• [Exercise objective]
According to the abstract on antioxidant systems and low-temperature adaptation, what accompanies the early acute phase of cold exposure?

• [Passage for review]
Abstracts: CryoLetters 28 (3), 2007

CryoLetters is a bimonthly, international journal for low temperature science and technology

CryoLetters 28 (3), 137-150 (2007)
© CryoLetters, c/o Royal Veterinary College, London NW1 0TU, UK


Duško P. Blagojević

Institute for Biological Research, Department for Physiology, Bulevar despota Stefana 142, 11060 Belgrade, Serbia.


Hetero and endothermic adaptive responses arising as a result of natural responses  to environmental cues include antioxidant systems that support adaptations to environmental low temperatures in the broadest sense. These temperatures induce phase changes in energy production and consequently changes in the concentration of reactive oxygen species (ROS). The latter may lead to oxidative stress and the impairment of cellular homeostasis and antioxidant defence systems (ADS) scavenge the ROS so generated. In endotherms the ADS responds to oxidative pressure during acute cold stress conditions, this response is tissue specific and does not extend to prevent other oxidative damage. The early acute phase of cold exposure is accompanied by a significant depletion in redox equivalents. Under such conditions it is questionable if ADS has the capacity to neutralize elevated levels of ROS since there is also an increased energy demand and enhanced ATP consumption. Prolonged exposure to cold leads to ADS adaptation. Hibernators and freeze-tolerant species elevate their ADS before hibernation or freezing in order to prepare for and cope with re-awakening. The involvement of ROS and the role of the ADS in organisms subjected to low tempreatures are features intercalated into physiological mechanisms of homestasis. The exact mechanisms for ADS regulation have not been fully defined and are the subject of many ongoing intruiging scientific investigations.

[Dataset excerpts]
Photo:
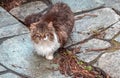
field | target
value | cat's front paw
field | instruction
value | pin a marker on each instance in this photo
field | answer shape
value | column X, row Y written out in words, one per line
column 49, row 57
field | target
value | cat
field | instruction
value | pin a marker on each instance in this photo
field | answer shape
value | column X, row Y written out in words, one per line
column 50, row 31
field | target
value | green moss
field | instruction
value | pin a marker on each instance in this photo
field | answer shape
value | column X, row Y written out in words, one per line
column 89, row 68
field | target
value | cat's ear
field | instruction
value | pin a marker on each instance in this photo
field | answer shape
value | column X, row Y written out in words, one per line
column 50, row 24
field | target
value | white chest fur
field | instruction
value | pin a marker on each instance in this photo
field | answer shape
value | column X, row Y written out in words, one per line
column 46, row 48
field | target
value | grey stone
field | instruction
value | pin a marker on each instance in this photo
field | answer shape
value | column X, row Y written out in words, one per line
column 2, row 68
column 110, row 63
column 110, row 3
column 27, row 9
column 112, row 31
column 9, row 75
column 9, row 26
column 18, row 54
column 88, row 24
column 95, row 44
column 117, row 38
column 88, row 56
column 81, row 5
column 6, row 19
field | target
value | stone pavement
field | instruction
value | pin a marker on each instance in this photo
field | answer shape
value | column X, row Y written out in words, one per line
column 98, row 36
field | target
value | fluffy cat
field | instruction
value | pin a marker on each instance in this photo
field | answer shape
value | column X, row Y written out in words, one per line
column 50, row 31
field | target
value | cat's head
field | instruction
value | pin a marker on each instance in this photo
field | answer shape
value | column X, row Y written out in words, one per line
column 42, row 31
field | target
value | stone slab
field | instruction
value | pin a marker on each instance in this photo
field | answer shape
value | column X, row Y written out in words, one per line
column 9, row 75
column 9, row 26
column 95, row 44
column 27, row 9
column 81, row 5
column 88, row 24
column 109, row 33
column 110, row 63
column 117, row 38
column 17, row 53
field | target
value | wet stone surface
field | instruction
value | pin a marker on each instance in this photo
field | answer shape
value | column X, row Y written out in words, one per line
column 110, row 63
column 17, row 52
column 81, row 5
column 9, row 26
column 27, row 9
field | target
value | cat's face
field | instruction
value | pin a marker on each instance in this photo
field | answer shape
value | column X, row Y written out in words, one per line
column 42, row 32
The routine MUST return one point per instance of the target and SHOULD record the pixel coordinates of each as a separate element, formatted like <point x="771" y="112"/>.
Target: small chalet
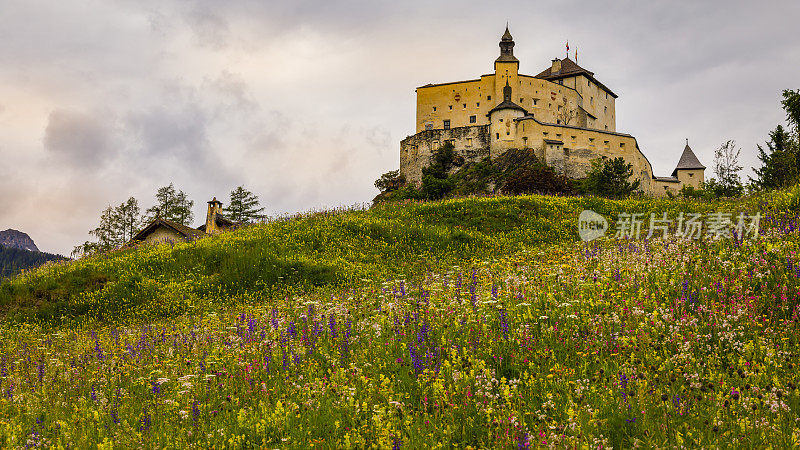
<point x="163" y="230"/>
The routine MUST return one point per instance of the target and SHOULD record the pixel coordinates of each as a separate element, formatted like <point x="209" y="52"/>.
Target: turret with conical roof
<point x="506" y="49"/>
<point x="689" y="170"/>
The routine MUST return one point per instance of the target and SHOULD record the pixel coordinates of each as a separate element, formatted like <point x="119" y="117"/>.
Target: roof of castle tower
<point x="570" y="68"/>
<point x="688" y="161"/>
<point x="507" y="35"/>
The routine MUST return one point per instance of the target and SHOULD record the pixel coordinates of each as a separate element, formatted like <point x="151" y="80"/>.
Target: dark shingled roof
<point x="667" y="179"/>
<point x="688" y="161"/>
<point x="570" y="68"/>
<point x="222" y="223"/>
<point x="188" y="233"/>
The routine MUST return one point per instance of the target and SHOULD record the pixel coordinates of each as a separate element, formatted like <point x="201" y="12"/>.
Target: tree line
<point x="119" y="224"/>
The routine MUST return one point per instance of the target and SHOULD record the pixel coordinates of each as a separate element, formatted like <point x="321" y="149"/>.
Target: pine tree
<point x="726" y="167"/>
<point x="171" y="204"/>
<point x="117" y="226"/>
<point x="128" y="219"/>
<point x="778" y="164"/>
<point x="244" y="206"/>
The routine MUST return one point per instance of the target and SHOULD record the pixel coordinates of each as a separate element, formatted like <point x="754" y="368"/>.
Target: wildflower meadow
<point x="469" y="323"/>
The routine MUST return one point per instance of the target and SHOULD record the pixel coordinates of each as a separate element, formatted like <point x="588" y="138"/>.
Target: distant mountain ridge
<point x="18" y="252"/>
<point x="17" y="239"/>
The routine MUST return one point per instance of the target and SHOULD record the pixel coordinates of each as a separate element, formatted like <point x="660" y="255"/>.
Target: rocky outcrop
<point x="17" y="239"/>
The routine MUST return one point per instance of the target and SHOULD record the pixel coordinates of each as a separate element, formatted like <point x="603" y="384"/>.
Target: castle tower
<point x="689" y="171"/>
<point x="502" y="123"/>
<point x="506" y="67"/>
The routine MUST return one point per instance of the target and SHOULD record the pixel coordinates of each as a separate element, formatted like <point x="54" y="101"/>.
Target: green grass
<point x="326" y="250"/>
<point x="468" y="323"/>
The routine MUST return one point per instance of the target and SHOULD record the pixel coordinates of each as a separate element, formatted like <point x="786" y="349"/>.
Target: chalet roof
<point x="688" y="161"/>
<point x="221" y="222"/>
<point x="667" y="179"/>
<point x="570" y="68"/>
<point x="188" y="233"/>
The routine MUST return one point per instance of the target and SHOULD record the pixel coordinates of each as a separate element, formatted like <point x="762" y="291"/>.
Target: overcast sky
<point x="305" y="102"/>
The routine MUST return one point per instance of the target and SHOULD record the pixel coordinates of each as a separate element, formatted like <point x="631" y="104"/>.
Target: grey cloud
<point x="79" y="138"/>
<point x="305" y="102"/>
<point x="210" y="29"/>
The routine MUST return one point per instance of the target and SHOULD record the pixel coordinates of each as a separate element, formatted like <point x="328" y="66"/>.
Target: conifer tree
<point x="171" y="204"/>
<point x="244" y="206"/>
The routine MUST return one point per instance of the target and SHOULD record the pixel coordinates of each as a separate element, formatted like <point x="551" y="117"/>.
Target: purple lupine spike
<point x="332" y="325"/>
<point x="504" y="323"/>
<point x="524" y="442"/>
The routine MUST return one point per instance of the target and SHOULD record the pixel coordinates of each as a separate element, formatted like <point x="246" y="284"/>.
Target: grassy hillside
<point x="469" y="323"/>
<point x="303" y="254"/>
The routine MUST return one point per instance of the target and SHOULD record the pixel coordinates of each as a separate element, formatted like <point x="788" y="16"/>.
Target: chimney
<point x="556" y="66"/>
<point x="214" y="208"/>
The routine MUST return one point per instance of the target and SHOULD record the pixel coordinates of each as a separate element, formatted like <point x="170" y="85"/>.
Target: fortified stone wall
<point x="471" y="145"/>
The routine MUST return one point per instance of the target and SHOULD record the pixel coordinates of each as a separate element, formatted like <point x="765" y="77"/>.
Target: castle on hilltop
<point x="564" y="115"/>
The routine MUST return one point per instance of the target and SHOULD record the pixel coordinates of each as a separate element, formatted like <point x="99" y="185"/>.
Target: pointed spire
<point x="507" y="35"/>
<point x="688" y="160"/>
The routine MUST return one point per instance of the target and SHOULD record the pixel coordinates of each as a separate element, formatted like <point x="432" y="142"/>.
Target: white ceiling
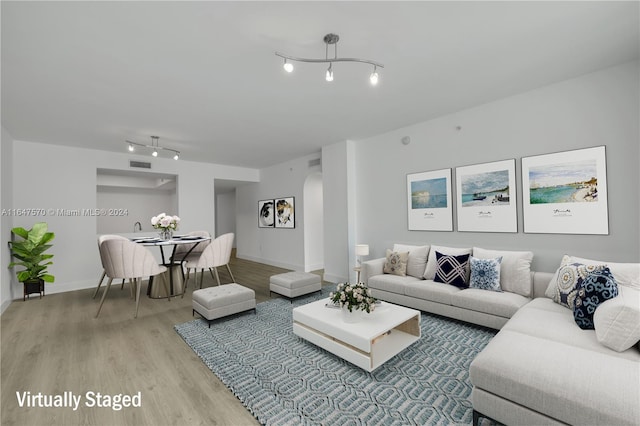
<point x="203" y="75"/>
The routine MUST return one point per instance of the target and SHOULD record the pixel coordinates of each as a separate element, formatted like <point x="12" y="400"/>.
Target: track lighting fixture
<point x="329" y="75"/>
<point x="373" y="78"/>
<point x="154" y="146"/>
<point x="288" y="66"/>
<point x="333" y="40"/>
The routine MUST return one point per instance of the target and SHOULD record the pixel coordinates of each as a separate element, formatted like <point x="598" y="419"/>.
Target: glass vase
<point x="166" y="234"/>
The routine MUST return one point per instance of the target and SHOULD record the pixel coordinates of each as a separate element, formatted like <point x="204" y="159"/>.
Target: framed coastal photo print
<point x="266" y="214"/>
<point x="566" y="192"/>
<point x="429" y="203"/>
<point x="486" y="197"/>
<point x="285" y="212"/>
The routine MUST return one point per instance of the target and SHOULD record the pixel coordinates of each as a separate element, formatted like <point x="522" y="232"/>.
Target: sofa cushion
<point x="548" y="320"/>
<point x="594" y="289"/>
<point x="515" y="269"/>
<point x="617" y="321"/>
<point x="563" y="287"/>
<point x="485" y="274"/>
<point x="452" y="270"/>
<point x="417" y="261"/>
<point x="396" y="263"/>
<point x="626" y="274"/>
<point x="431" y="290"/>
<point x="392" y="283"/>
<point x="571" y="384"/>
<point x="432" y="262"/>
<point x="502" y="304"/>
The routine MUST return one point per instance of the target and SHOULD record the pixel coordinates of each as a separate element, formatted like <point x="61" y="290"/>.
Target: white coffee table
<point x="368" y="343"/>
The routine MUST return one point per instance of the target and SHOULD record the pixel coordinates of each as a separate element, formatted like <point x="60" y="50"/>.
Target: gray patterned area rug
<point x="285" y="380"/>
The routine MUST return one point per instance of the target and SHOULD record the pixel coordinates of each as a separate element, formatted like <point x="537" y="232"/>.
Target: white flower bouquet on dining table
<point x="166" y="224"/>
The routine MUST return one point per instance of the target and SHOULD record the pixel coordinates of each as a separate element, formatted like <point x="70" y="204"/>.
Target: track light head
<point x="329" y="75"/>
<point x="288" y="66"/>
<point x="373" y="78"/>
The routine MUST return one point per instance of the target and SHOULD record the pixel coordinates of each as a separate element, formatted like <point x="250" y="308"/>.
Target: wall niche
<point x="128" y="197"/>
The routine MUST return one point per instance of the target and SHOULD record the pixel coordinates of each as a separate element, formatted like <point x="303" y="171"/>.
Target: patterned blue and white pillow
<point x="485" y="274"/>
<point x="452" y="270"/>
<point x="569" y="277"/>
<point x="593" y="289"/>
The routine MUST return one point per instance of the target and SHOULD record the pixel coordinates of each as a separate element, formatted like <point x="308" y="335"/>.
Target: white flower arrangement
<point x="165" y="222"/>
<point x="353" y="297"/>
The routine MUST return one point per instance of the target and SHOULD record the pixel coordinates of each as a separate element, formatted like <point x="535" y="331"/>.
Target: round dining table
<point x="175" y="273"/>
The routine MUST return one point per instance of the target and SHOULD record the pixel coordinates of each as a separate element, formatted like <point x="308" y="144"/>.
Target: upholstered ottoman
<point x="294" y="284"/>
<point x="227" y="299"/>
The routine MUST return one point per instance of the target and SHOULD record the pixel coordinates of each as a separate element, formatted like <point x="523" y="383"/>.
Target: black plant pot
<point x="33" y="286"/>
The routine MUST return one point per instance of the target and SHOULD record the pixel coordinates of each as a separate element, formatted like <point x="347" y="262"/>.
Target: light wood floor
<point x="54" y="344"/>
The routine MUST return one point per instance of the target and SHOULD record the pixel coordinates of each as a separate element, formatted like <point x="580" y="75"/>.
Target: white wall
* * *
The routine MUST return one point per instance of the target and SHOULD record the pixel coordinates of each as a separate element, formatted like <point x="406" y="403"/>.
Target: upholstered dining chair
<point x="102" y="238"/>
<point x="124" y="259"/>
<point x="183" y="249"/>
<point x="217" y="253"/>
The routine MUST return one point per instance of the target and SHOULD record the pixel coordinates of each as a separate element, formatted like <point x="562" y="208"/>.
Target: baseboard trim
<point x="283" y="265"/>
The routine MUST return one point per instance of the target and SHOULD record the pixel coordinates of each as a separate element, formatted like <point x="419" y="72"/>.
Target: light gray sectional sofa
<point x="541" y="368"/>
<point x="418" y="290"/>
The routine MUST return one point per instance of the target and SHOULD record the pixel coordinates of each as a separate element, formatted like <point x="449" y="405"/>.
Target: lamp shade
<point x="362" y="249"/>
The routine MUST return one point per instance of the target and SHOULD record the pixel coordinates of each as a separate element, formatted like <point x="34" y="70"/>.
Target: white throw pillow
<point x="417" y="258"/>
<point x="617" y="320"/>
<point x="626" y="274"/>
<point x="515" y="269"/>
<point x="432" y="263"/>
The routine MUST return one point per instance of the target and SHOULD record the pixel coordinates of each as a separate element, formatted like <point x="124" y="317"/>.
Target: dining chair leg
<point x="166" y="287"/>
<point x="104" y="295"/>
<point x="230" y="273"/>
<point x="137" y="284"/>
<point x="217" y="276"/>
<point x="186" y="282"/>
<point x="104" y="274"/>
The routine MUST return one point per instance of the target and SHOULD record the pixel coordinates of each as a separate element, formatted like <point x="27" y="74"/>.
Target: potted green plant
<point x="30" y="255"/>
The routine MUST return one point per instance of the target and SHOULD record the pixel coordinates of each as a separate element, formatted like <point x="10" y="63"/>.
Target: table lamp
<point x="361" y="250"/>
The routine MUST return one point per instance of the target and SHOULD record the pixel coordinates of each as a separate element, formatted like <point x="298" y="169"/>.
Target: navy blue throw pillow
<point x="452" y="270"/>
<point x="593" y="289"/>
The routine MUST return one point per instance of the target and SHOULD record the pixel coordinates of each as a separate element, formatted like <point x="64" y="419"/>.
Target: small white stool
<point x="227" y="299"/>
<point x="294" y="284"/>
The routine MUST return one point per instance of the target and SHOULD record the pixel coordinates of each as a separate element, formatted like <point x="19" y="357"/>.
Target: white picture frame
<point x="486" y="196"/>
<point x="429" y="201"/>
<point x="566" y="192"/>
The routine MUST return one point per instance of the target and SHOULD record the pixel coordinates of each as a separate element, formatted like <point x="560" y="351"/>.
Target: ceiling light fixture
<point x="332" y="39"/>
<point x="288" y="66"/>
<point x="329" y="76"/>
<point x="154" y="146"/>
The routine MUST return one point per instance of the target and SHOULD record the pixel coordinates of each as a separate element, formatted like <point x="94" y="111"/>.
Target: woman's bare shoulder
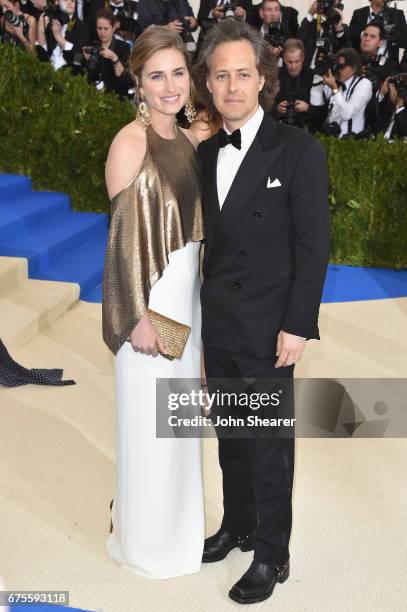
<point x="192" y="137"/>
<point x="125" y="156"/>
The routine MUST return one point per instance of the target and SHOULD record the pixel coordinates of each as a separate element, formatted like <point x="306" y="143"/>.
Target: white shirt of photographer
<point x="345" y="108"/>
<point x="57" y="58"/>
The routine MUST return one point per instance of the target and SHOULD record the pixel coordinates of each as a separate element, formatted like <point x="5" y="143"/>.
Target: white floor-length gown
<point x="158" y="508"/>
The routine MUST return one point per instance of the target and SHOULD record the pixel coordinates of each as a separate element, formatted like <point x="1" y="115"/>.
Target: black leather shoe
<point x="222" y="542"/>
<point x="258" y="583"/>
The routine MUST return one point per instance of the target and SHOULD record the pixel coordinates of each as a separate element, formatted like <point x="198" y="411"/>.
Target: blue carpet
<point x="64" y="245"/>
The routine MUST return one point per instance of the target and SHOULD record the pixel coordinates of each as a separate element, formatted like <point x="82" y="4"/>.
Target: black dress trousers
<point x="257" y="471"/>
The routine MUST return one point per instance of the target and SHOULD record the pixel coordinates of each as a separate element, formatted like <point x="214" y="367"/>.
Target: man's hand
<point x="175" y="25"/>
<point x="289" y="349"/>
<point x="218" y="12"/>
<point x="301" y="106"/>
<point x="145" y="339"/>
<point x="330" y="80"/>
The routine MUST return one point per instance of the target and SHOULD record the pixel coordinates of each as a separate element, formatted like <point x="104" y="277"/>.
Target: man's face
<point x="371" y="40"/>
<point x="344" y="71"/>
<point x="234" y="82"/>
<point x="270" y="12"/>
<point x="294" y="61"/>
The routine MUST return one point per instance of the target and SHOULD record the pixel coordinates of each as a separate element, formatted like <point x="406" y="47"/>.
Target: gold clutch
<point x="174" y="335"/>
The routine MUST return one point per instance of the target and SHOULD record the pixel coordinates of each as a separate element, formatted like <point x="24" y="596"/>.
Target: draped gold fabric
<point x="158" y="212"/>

• [Finished exercise]
A significant depletion in redox equivalents.